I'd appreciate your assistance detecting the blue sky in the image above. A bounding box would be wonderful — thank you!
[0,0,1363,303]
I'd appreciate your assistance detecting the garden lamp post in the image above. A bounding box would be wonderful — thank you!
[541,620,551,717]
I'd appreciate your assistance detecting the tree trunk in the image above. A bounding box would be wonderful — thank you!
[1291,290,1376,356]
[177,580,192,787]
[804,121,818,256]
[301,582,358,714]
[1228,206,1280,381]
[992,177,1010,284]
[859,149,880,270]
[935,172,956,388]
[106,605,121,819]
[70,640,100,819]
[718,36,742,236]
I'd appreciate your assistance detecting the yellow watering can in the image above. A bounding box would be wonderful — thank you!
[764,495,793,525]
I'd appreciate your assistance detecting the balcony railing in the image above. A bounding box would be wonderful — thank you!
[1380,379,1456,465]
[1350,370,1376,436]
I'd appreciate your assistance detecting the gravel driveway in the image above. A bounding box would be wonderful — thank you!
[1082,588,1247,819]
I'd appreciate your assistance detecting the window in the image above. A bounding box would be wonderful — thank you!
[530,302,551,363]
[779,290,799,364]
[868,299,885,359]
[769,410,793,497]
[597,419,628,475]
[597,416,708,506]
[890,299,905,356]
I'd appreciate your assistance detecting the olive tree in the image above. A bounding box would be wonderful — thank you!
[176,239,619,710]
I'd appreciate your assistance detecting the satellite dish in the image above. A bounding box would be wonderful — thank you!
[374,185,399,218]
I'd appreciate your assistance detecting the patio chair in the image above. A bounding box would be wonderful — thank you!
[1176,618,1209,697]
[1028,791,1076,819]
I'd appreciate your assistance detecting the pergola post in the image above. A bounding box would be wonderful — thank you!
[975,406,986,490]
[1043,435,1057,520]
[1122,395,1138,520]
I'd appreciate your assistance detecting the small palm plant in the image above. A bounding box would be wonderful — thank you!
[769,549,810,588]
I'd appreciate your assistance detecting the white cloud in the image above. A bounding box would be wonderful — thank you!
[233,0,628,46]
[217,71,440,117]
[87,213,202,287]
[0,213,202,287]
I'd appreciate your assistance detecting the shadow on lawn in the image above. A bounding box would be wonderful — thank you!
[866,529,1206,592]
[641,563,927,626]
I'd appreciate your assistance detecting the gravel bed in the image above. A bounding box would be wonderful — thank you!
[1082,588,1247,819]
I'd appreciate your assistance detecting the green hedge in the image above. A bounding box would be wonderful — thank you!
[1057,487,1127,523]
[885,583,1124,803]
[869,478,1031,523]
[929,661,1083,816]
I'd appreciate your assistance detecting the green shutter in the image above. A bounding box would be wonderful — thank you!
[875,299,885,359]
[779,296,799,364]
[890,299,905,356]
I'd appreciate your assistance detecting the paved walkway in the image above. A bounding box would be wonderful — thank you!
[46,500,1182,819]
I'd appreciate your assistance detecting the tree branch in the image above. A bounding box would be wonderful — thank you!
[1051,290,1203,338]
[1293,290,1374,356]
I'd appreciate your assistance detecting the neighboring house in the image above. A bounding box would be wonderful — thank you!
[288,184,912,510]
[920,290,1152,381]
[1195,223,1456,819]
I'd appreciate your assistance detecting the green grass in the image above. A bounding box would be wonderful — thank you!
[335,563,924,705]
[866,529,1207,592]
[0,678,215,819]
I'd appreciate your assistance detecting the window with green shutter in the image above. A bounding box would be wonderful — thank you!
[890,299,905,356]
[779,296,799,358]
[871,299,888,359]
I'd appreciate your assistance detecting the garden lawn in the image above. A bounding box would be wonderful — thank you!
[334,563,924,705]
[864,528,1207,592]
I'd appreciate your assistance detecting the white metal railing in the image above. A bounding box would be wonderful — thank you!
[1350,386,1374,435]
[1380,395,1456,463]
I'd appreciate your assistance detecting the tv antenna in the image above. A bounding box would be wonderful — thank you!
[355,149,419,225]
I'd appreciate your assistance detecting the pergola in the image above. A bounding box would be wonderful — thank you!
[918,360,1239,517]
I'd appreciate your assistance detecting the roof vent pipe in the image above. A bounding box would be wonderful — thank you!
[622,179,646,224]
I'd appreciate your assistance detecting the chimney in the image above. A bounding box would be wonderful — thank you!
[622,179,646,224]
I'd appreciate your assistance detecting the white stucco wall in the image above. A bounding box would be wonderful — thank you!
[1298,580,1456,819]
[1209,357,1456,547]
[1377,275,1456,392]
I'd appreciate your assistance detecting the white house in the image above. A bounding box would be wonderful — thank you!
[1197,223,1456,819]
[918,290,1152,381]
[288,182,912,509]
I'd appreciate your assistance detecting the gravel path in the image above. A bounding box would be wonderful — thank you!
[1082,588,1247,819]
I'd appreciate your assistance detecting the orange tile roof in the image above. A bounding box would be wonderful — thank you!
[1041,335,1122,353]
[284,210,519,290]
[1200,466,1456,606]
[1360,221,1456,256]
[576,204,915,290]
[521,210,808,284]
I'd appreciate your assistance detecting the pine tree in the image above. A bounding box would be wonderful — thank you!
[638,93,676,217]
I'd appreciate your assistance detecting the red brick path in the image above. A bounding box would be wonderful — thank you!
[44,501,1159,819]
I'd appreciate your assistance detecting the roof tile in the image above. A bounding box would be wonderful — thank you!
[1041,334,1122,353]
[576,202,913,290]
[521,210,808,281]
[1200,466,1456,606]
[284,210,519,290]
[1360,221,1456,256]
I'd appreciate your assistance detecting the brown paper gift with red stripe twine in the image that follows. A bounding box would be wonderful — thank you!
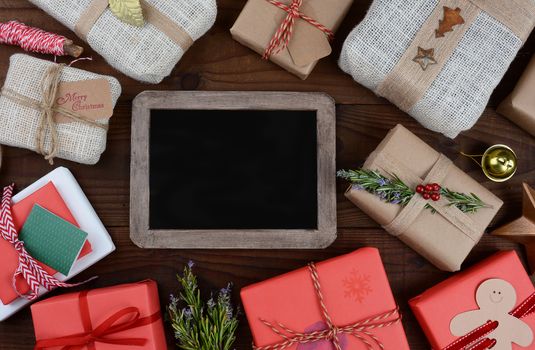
[230,0,353,79]
[345,125,503,271]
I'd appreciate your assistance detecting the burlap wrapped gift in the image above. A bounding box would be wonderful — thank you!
[30,0,217,84]
[0,54,121,164]
[339,0,535,138]
[346,125,503,271]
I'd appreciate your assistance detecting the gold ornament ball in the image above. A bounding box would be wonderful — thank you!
[481,145,518,182]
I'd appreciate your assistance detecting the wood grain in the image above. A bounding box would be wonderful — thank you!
[0,0,535,350]
[130,91,336,249]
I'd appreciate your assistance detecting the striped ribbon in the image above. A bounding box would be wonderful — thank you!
[442,293,535,350]
[253,263,401,350]
[0,184,89,300]
[262,0,334,60]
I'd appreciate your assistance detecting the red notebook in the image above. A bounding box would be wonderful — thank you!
[0,182,92,305]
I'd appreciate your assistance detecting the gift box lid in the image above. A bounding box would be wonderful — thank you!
[0,167,115,321]
[31,280,166,350]
[0,182,91,304]
[409,251,535,350]
[241,248,409,350]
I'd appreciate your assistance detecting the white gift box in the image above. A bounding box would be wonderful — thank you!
[0,167,115,321]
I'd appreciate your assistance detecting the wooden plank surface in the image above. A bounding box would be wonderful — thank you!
[0,0,535,350]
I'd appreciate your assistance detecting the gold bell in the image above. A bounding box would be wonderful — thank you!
[461,145,518,182]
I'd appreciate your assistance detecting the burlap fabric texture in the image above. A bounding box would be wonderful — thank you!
[0,54,121,164]
[339,0,535,138]
[30,0,217,84]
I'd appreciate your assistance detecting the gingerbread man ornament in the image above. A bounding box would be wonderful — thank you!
[450,279,533,350]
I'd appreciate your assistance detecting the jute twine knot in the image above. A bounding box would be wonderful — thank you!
[253,263,401,350]
[0,64,108,165]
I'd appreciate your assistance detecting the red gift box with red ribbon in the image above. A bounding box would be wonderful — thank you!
[31,280,167,350]
[241,248,409,350]
[409,251,535,350]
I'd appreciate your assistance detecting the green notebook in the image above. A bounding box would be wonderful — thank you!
[19,204,87,276]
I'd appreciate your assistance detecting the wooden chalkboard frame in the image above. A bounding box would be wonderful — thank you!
[130,91,337,249]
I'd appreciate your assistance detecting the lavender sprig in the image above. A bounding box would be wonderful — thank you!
[167,262,238,350]
[336,169,489,213]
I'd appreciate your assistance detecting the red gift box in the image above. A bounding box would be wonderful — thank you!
[241,248,409,350]
[0,182,91,305]
[409,251,535,350]
[31,280,167,350]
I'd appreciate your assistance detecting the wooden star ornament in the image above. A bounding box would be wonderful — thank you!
[492,183,535,273]
[413,46,437,70]
[435,6,464,38]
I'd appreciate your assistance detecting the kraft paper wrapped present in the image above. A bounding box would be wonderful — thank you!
[30,0,217,84]
[230,0,353,79]
[31,280,167,350]
[0,167,115,321]
[0,54,121,164]
[345,125,503,271]
[498,56,535,136]
[339,0,535,138]
[409,251,535,350]
[241,248,409,350]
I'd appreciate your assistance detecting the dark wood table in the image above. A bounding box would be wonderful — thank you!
[0,0,535,350]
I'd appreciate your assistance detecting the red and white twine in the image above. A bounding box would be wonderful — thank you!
[253,263,401,350]
[0,185,87,300]
[0,21,67,56]
[262,0,334,60]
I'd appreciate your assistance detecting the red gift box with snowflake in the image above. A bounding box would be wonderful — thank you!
[241,248,409,350]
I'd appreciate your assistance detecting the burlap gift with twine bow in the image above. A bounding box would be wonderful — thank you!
[0,54,121,164]
[339,0,535,138]
[346,125,503,271]
[30,0,217,84]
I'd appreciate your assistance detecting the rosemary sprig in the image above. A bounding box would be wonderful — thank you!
[167,262,238,350]
[337,169,489,213]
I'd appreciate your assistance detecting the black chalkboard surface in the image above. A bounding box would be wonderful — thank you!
[149,109,318,230]
[130,91,336,249]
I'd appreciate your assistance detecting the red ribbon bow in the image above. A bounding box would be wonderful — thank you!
[262,0,334,60]
[442,293,535,350]
[34,291,161,350]
[0,184,88,300]
[253,263,401,350]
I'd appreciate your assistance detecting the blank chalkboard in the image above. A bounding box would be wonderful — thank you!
[130,91,336,249]
[149,109,318,230]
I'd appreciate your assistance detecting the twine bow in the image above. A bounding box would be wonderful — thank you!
[34,291,161,350]
[0,185,90,300]
[262,0,334,60]
[0,64,108,164]
[442,293,535,350]
[253,263,401,350]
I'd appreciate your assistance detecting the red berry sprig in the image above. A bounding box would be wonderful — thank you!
[416,184,442,202]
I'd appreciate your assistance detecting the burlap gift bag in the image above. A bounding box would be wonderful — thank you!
[339,0,535,138]
[0,54,121,164]
[30,0,217,84]
[345,125,503,271]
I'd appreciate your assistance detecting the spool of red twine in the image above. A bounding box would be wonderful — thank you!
[0,21,67,56]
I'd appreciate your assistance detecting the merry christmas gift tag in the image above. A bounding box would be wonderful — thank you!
[54,79,113,123]
[19,205,87,276]
[450,278,533,350]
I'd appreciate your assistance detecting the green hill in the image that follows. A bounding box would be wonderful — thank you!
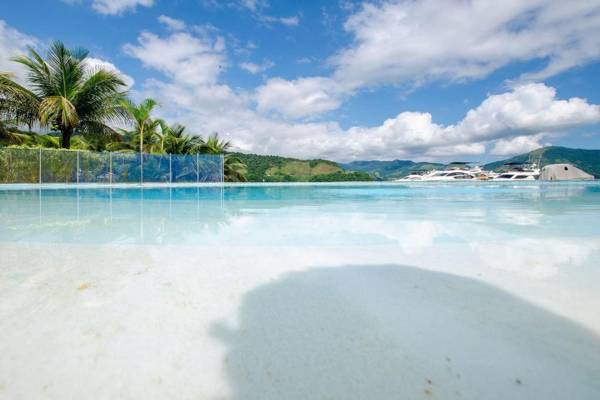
[484,146,600,179]
[234,153,372,182]
[340,160,444,180]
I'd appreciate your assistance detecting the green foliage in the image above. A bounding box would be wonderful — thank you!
[232,153,372,182]
[310,172,373,182]
[0,41,127,148]
[341,160,443,180]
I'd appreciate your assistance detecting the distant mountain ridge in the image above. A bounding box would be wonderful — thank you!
[233,153,373,182]
[484,146,600,179]
[235,146,600,182]
[340,146,600,180]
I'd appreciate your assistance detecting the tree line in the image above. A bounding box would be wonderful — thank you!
[0,41,248,182]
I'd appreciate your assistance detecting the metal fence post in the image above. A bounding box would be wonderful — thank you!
[140,149,144,185]
[221,154,225,184]
[38,147,42,185]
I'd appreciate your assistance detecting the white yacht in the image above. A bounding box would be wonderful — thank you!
[492,162,540,181]
[397,162,489,182]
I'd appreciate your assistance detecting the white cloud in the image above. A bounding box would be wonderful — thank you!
[279,16,300,26]
[490,133,550,156]
[124,32,226,85]
[0,20,38,82]
[330,0,600,88]
[239,0,269,11]
[85,57,135,89]
[92,0,154,15]
[139,70,600,161]
[240,60,275,75]
[158,15,185,31]
[256,78,340,118]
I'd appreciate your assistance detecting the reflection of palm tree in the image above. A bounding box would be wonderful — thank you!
[0,42,127,148]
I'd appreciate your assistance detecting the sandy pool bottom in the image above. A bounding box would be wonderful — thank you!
[0,243,600,400]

━━━━━━━━━━━━━━━━

- Given task -
Please extract each line from the items above that contains the string "metal". Case counts.

- Expected answer -
I'd appreciate your assistance detecting the white metal railing in the image above. A bounding box would be wonderful — thank you!
I'd appreciate your assistance detecting the metal fence post in the image above. A bounding box would be wonderful — thank you!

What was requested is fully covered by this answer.